[INPUT RECORDS]
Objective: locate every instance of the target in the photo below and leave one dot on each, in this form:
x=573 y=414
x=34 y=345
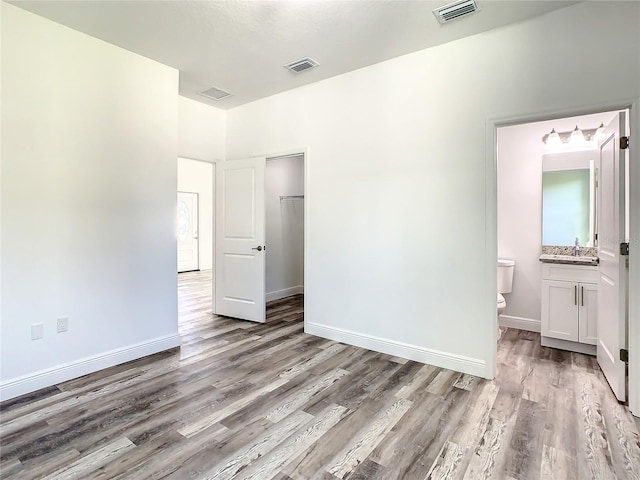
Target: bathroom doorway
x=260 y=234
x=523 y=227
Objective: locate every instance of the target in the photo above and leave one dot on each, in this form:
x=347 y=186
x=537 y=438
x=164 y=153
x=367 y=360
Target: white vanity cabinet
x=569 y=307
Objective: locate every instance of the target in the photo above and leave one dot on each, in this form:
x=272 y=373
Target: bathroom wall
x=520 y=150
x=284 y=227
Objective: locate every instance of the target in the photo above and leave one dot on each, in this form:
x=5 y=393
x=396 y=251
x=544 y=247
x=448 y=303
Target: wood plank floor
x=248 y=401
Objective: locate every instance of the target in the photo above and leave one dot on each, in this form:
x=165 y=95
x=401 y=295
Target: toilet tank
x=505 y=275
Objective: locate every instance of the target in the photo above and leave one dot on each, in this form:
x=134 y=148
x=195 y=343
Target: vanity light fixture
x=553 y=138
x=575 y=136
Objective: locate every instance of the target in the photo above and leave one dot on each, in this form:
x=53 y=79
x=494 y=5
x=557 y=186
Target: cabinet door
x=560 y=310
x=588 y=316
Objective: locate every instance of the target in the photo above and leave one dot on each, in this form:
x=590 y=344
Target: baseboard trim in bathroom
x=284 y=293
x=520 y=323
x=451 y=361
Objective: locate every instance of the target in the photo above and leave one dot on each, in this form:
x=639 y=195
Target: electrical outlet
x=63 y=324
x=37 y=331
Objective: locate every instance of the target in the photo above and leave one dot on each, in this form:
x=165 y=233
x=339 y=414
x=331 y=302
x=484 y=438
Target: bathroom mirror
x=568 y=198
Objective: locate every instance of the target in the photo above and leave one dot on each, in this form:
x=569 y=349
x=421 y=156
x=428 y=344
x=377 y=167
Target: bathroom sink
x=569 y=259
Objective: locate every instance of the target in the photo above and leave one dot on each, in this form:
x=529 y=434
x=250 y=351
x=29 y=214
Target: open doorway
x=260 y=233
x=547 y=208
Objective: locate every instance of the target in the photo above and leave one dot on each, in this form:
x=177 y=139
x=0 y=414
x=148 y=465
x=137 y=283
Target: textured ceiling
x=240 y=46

---

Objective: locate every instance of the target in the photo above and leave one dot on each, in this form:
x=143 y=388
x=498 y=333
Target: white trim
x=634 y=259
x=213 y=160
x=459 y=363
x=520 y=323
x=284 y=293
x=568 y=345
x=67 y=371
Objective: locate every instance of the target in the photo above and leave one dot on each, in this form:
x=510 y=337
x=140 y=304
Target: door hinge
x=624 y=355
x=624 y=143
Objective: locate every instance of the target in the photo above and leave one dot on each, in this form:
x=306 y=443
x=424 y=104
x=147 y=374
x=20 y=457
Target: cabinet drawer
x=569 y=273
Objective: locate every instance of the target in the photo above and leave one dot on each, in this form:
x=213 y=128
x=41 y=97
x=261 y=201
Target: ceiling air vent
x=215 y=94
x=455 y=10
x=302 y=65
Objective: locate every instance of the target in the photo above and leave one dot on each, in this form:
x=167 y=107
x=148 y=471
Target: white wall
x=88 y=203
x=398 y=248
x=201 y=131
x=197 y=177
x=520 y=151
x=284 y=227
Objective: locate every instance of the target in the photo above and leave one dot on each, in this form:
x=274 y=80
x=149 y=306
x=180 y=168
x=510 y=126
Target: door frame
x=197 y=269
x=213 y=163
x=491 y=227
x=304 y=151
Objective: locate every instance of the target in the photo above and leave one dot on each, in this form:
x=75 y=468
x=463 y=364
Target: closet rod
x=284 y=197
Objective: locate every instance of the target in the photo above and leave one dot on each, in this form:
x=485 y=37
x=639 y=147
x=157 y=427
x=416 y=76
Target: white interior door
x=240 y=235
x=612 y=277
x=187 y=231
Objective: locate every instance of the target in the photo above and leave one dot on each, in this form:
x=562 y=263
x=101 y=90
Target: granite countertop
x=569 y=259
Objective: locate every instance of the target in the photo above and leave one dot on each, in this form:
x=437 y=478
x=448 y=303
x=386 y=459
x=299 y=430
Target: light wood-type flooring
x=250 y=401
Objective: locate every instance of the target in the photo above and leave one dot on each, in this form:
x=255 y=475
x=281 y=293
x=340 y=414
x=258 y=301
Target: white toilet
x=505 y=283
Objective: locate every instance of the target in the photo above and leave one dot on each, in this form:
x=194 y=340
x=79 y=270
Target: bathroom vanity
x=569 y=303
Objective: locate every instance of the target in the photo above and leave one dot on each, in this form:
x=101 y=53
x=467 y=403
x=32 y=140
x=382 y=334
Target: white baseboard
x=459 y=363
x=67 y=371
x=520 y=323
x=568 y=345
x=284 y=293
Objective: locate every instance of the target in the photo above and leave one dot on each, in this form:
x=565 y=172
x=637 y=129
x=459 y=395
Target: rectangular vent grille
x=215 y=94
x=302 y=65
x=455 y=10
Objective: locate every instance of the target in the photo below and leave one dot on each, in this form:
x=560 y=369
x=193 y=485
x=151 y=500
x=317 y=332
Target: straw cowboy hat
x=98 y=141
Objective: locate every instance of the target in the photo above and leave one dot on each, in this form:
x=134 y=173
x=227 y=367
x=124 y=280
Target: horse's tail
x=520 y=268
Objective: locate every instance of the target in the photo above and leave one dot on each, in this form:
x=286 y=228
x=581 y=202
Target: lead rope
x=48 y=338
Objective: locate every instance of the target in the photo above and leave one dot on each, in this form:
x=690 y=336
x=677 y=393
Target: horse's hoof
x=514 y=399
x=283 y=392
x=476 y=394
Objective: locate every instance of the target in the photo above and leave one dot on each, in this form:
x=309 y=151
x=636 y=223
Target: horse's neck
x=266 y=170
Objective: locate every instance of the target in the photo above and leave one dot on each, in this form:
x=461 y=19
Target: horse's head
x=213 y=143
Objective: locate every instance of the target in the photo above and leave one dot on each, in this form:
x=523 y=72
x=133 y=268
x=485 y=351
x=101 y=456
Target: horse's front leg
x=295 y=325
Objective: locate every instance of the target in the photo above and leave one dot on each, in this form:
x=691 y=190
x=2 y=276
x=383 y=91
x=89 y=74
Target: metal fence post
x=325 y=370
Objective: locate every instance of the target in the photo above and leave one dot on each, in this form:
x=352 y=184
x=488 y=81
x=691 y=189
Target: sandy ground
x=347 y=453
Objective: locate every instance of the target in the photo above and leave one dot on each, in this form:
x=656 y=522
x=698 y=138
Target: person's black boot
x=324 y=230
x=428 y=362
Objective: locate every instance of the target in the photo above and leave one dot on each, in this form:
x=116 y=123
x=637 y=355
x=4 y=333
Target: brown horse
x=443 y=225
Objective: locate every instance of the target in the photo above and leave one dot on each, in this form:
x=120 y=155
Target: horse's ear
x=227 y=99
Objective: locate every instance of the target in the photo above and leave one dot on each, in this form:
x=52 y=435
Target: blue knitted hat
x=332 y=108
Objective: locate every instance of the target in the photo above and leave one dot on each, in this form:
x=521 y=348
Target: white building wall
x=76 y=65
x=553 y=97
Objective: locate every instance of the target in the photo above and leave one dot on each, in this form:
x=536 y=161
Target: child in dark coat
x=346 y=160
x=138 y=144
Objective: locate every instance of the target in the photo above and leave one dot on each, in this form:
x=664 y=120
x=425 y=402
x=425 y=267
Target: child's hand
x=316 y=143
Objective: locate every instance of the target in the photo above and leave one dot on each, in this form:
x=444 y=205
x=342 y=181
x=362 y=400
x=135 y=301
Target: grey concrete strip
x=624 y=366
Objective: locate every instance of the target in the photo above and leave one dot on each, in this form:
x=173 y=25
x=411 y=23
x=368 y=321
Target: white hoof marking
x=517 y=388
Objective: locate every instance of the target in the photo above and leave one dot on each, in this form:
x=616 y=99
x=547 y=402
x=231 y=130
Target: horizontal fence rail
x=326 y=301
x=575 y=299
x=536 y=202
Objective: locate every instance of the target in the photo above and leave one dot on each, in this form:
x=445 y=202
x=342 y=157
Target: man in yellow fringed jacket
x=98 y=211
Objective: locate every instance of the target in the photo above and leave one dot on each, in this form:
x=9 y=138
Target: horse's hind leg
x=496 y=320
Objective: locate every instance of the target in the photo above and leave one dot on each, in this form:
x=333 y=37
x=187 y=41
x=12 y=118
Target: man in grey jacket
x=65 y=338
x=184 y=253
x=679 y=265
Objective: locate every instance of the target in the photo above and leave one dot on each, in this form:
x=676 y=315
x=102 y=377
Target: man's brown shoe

[WHAT TO PRODUCE] Count the lines in the items above that contain the word "vanity" and give only that number.

[SOLVED PROBLEM] 3